Can you extend the segregated funds Q&A from where it stops?

Extract to read>
►
A: Segregated funds and mutual funds both pool investor money and use professional portfolio managers. The key difference is that segregated funds are insurance contracts, which gives them maturity and death benefit guarantees, potential creditor protection, and probate bypass. Mutual funds are securities products without these features. Segregated funds charge higher MERs to cover the cost of these protections.
Q: What happens to my segregated fund if the market drops significantly?
A: Your account value fluctuates daily with the market, just like a mutual fund. However, the maturity guarantee ensures you receive at least 75% or 100% of your original deposit at the contract's maturity date (typically 10 years), regardless of market performance. Between now and maturity, your account value reflects current market conditions without guarantee protection.
Q: How does creditor protection work with segregated funds?
A: Under provincial Insurance Acts in Ontario and British Columbia, assets inside a segregated fund contract may be protected from creditors when a qualifying beneficiary (spouse, parent, child, or grandchild) is designated. The protection is strongest when the contract is established well before any liability arises. More detail is available in our guide on segregated fund creditor protection.
Q: Are segregated funds a good choice for healthcare professionals?
A: They can be, particularly for practitioners with professional liability exposure, significant non-registered assets, or complex estate planning needs. The creditor protection, guarantees, and probate bypass features address risks specific to healthcare professionals. However, the higher fees mean segregated funds should be used strategically for a portion of the portfolio, not as the default for all investments.
Q: Can I hold segregated funds inside my RRSP or TFSA?
A: Yes. Segregated funds can be held inside registered accounts, combining the tax advantages of the RRSP or TFSA with the insurance features of the contract. The death benefit guarantee and probate bypass apply within the registered account, which can be useful for estate planning purposes.
Q: What is a reset on a segregated fund?
A: A reset allows you to lock in the current market value as the new guaranteed amount. If your fund has grown, resetting raises the floor of your guarantee. It also extends the maturity date, so the trade-off is a higher guarantee with a longer wait. Resets are available on specific dates depending on the contract terms.
Q: How much of my portfolio should be in segregated funds?
◄
Raw data>
►
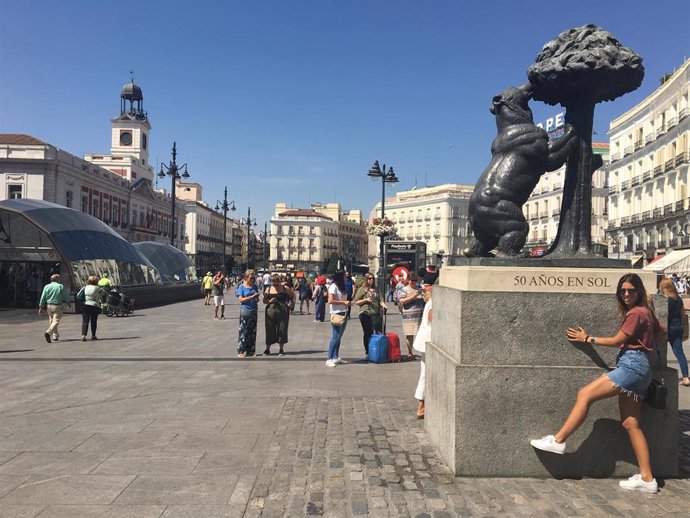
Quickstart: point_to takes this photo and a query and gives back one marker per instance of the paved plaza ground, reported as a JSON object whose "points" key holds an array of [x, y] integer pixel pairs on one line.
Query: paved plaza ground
{"points": [[160, 418]]}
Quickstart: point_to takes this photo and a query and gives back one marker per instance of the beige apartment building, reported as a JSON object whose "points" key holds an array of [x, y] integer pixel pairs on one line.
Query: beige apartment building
{"points": [[649, 208], [436, 216], [305, 239], [543, 208]]}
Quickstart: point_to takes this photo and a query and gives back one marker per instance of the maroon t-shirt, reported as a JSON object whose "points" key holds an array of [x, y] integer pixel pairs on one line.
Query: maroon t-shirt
{"points": [[639, 326]]}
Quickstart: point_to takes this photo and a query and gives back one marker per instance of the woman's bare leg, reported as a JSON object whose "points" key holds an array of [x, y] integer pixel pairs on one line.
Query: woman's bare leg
{"points": [[630, 419], [600, 388]]}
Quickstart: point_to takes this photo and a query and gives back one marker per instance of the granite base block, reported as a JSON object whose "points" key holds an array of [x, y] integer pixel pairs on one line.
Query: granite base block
{"points": [[481, 419], [500, 371]]}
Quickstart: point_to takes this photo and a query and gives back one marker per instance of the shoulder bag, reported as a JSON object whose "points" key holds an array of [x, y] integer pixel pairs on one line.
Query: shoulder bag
{"points": [[338, 319], [657, 391]]}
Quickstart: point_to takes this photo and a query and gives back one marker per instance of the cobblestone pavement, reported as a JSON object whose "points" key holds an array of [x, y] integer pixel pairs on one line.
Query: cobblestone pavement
{"points": [[160, 418]]}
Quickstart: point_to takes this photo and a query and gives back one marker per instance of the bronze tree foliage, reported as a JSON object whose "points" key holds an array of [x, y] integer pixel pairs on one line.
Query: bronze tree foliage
{"points": [[577, 69]]}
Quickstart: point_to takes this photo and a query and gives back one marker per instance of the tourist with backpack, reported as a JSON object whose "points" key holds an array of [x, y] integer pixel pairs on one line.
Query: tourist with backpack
{"points": [[89, 298], [320, 297], [371, 309]]}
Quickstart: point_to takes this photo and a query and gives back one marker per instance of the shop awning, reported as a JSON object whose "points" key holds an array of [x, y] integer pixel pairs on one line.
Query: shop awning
{"points": [[677, 261]]}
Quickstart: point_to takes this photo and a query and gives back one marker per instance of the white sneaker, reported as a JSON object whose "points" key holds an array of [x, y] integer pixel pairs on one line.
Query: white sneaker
{"points": [[635, 483], [548, 443]]}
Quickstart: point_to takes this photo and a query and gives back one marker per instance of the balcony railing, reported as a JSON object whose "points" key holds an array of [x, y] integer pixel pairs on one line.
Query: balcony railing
{"points": [[668, 165]]}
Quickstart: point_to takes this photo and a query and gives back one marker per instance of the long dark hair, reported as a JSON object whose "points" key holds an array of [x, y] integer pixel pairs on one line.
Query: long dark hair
{"points": [[339, 280], [642, 300]]}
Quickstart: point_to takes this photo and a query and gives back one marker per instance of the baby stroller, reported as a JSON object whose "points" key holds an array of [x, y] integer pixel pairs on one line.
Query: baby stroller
{"points": [[118, 304]]}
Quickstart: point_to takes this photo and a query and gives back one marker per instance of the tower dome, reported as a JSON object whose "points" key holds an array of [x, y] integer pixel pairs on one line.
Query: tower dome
{"points": [[132, 100], [132, 92]]}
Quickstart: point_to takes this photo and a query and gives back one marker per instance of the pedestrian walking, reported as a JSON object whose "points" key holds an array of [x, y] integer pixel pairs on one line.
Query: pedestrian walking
{"points": [[53, 296], [350, 291], [676, 317], [90, 310], [218, 289], [320, 297], [337, 299], [248, 296], [391, 288], [207, 287], [371, 309], [629, 380], [304, 291], [277, 299], [423, 336], [411, 305]]}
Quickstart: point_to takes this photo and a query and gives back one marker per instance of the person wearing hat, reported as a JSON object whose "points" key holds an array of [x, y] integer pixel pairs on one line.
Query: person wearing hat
{"points": [[105, 285], [207, 287]]}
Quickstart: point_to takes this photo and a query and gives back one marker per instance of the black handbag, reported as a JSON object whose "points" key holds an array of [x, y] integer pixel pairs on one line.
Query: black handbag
{"points": [[657, 391]]}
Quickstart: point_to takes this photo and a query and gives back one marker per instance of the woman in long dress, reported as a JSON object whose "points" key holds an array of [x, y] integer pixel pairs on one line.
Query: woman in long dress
{"points": [[248, 296], [278, 299], [411, 304]]}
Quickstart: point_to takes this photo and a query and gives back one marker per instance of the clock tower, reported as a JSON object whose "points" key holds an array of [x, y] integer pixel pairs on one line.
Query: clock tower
{"points": [[131, 128]]}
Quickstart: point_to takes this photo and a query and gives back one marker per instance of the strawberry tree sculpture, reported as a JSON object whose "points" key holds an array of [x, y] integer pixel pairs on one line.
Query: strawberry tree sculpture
{"points": [[578, 69]]}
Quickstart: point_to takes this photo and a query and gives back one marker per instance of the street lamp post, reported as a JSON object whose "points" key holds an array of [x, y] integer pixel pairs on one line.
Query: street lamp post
{"points": [[226, 206], [265, 242], [386, 176], [249, 221], [173, 170]]}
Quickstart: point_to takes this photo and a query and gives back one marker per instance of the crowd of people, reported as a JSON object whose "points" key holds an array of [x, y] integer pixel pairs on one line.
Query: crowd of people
{"points": [[639, 333]]}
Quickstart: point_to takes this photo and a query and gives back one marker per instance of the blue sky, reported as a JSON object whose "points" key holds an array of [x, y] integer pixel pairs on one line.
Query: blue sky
{"points": [[293, 100]]}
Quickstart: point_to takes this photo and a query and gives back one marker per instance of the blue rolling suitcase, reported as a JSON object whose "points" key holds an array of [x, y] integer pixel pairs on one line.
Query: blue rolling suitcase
{"points": [[378, 349]]}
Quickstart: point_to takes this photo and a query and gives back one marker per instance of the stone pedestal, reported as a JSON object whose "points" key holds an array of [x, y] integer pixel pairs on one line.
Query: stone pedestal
{"points": [[500, 371]]}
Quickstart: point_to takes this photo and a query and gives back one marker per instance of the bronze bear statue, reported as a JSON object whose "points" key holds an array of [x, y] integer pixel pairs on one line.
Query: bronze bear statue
{"points": [[520, 154]]}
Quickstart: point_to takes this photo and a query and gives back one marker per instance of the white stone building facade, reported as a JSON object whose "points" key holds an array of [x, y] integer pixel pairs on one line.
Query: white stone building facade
{"points": [[436, 216], [543, 208], [305, 239], [648, 173]]}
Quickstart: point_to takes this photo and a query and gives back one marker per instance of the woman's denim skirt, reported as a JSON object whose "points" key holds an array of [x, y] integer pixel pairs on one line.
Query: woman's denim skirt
{"points": [[632, 374]]}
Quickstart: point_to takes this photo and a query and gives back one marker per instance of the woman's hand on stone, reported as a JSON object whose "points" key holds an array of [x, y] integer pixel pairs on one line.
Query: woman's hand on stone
{"points": [[578, 335]]}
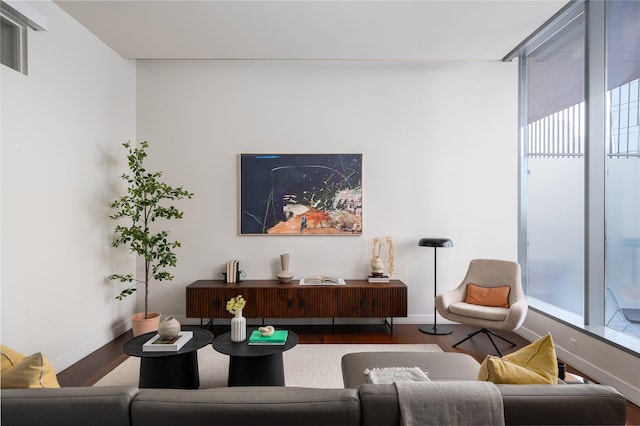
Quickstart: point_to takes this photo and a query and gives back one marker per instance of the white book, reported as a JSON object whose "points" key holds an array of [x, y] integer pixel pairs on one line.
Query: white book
{"points": [[167, 344], [322, 281]]}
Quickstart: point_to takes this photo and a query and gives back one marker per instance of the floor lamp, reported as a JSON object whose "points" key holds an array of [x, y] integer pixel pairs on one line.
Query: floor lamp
{"points": [[435, 243]]}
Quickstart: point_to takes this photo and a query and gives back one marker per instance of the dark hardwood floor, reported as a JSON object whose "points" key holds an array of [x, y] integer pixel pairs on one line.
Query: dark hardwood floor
{"points": [[92, 368]]}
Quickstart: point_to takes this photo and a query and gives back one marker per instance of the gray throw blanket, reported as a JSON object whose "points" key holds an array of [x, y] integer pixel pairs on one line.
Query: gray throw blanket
{"points": [[450, 403]]}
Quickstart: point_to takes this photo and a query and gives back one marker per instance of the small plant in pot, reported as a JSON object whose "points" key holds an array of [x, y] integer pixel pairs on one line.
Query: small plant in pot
{"points": [[143, 205]]}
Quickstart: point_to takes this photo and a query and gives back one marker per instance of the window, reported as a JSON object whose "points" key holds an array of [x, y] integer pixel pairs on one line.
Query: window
{"points": [[622, 181], [579, 233], [15, 18], [13, 41], [554, 158]]}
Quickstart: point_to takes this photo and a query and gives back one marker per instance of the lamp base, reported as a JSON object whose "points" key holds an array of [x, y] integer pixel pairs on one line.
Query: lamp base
{"points": [[434, 329]]}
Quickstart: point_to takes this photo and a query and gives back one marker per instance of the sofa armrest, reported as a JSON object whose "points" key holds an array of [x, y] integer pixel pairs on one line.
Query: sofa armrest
{"points": [[563, 404], [98, 406]]}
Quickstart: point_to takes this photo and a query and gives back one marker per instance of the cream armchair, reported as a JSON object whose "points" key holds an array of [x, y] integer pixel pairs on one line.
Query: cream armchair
{"points": [[486, 273]]}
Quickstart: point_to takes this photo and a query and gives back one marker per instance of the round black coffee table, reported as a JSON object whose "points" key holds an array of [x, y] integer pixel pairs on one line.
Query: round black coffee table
{"points": [[254, 365], [176, 370]]}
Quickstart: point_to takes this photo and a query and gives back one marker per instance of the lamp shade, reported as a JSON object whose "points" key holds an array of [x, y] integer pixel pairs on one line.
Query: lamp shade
{"points": [[435, 242]]}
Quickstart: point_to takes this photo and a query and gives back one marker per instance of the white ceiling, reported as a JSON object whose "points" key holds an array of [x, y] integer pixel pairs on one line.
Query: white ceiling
{"points": [[306, 29]]}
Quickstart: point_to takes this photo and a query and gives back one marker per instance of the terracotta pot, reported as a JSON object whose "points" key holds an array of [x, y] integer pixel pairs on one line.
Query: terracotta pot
{"points": [[140, 325]]}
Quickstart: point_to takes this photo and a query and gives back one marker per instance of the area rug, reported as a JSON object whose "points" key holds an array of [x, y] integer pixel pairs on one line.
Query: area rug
{"points": [[315, 365]]}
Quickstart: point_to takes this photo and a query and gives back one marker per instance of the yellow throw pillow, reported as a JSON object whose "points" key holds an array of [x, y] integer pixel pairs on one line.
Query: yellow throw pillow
{"points": [[535, 363], [19, 371], [9, 357]]}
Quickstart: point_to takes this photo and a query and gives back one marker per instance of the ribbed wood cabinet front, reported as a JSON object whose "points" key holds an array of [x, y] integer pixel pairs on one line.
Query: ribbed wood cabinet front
{"points": [[271, 299], [310, 302]]}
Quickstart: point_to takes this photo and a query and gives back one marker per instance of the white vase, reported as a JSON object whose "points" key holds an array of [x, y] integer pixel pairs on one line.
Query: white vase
{"points": [[238, 327], [285, 276], [169, 327], [377, 267], [284, 262]]}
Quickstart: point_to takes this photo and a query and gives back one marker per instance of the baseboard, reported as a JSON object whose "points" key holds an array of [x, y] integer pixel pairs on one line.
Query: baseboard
{"points": [[90, 346]]}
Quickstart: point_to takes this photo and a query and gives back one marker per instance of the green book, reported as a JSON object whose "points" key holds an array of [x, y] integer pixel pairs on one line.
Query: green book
◄
Task output>
A: There is no universal answer. The right allocation depends on your liability exposure, estate planning needs, time horizon, and cost sensitivity. Most healthcare professionals benefit from a blended approach that uses segregated funds for non-registered assets needing protection and lower-cost vehicles for the core portfolio inside registered accounts. A free assessment can help determine the right split for your situation.
Conclusion
Understanding how segregated funds work gives healthcare professionals the knowledge to make informed decisions about where these products fit within their broader financial strategy. The mechanics are not complicated once you see through the insurance-investment hybrid: your money is invested in a professionally managed portfolio, while an insurance contract wraps around it providing guarantees, creditor protection potential, and estate planning efficiencies that no non-insurance product can replicate.
The value of these features is real but specific. Creditor protection matters most for practitioners with meaningful liability exposure. Guarantees matter most for conservative investors or those approaching the maturity or death benefit trigger points. Probate bypass matters most for practitioners with larger estates in provinces where estate administration tax is significant. For healthcare professionals in British Columbia and Ontario, some combination of these features almost always applies.
The cost of these features is also real and ongoing. Higher MERs reduce net returns over time, which means segregated funds should be used for the portion of your portfolio where the features deliver measurable benefit, not as a blanket solution for every investable dollar. The right allocation is the one that captures the protection you need without paying for protection you do not.